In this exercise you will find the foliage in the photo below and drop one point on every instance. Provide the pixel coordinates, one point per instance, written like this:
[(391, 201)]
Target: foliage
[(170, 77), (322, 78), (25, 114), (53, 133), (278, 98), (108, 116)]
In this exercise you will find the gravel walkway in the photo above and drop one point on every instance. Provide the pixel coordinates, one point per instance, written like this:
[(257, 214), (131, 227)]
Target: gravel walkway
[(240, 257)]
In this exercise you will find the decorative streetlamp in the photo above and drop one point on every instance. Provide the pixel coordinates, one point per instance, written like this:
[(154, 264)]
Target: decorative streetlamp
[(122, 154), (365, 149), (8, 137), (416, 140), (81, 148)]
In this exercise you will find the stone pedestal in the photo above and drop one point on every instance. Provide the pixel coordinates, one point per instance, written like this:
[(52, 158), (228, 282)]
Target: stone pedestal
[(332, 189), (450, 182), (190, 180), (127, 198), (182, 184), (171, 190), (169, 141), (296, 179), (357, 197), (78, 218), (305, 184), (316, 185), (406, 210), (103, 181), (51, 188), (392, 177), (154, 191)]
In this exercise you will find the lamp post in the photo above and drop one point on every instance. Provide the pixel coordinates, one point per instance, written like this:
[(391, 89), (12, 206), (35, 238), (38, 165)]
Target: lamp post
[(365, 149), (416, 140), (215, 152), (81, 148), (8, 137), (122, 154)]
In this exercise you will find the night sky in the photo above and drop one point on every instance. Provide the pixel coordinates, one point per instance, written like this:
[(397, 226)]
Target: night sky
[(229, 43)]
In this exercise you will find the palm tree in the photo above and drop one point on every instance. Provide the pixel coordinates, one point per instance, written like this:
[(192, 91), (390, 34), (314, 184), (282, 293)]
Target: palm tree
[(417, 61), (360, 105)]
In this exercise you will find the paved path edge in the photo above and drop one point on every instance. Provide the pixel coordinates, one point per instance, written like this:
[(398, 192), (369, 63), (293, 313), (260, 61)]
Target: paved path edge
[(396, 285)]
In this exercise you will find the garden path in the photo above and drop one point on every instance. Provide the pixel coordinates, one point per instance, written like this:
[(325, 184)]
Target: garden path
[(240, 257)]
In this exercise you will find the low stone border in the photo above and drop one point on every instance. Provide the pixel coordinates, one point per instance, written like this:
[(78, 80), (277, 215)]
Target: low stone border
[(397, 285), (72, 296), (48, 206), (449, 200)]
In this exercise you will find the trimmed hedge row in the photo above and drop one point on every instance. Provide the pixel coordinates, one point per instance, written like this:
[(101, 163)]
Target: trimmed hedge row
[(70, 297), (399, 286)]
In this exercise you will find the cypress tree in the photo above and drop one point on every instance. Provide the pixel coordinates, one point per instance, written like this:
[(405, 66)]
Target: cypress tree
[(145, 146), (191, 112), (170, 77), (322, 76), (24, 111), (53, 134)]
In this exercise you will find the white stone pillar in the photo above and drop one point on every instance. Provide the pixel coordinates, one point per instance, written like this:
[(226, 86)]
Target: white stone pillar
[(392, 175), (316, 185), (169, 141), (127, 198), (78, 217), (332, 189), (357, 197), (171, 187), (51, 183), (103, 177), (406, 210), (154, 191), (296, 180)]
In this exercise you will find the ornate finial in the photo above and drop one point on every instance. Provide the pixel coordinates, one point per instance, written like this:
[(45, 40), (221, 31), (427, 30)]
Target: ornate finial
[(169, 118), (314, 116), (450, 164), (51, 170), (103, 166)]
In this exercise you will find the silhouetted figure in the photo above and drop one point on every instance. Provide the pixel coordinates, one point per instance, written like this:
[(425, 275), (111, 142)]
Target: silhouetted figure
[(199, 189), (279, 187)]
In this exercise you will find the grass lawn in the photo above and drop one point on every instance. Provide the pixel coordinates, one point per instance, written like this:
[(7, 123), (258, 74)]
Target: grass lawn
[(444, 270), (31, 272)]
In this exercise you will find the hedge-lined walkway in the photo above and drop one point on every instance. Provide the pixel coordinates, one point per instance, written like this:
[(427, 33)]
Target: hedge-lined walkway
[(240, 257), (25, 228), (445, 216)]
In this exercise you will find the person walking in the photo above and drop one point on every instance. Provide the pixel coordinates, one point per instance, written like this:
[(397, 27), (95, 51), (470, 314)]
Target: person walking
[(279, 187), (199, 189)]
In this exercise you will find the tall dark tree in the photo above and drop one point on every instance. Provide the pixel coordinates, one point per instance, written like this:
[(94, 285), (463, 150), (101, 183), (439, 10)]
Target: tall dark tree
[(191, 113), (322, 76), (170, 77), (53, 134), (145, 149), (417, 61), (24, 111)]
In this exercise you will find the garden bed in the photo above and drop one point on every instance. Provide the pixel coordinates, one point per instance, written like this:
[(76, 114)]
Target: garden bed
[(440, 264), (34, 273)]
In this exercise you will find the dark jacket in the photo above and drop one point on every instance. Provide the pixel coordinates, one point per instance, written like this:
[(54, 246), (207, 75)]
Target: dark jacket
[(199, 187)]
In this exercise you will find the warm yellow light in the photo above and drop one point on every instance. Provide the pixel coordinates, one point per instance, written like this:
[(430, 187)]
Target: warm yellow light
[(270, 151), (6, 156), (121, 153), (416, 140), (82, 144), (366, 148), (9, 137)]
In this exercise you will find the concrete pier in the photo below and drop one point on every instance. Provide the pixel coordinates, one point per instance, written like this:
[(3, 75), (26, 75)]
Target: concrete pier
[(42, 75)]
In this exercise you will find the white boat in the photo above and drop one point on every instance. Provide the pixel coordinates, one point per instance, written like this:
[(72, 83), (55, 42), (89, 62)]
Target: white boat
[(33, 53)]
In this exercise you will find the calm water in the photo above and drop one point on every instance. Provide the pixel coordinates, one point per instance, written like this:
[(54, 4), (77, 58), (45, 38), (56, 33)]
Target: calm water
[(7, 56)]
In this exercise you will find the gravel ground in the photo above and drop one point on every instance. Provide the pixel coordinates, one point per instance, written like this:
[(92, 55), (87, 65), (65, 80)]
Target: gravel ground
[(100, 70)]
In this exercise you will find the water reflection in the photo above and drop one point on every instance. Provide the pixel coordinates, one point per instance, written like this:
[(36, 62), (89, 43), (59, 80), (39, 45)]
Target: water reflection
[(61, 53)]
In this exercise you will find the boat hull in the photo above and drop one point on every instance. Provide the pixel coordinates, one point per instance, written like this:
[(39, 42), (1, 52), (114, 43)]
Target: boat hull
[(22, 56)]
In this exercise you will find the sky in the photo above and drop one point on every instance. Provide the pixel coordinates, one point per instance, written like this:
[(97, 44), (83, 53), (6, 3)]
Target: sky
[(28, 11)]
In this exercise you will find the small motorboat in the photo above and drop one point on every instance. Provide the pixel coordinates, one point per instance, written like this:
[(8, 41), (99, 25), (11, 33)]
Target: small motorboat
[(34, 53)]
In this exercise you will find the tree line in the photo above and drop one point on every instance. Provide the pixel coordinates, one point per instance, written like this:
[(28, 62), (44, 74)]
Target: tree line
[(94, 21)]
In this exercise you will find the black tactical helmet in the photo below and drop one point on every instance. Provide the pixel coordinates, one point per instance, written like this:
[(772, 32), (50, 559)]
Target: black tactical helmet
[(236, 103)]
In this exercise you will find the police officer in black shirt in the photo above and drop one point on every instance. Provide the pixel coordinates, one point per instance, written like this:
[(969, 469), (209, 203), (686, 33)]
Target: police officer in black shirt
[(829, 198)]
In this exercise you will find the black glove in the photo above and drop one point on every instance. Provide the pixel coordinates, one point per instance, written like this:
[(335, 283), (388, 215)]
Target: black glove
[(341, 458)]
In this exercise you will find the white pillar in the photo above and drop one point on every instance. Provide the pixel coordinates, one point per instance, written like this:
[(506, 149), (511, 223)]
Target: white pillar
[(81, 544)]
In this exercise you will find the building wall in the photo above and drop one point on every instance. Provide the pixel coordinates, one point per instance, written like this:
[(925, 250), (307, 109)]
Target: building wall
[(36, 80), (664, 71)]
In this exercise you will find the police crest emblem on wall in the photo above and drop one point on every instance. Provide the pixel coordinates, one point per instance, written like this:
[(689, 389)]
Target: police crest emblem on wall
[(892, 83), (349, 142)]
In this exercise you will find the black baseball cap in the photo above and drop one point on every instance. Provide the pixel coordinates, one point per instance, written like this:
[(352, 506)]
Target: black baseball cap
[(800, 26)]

____

### Exercise
Please format the material, from its first line through the line containing "177), (154, 191)]", as a JSON list of strings with one entry per line, leaving out any blank lines.

### Full output
[
  "In this exercise you will find the foliage in the photo below and drop one point on every instance. Provide the pixel coordinates, one point per instance, written like this:",
  "[(391, 201)]",
  "Target: foliage",
  "[(170, 77), (322, 78), (25, 114), (53, 133), (278, 98), (108, 116)]",
  "In this exercise you will find the gravel walkway in the photo above and drop one point on every instance. Provide the pixel coordinates, one point per instance, written like this:",
  "[(257, 214), (131, 227)]",
  "Target: gravel walkway",
  "[(240, 257)]",
  "In this exercise you will find the decorative streetlamp in the photo above and drop one point on every instance. Provide the pixel coordinates, one point per instance, written like this:",
  "[(154, 264)]",
  "Target: decorative streetlamp",
  "[(122, 154), (365, 149), (8, 137), (416, 140), (81, 148)]",
  "In this exercise you will find the stone pedestal in the photo above and drop one point on every instance. Provide the pixel coordinates, one point per instance, written like this:",
  "[(52, 158), (228, 282)]",
  "Target: stone pedestal",
  "[(332, 189), (450, 182), (190, 180), (127, 198), (182, 184), (171, 190), (169, 141), (296, 179), (357, 197), (78, 218), (305, 184), (316, 185), (406, 210), (103, 181), (51, 188), (392, 177), (154, 191)]"
]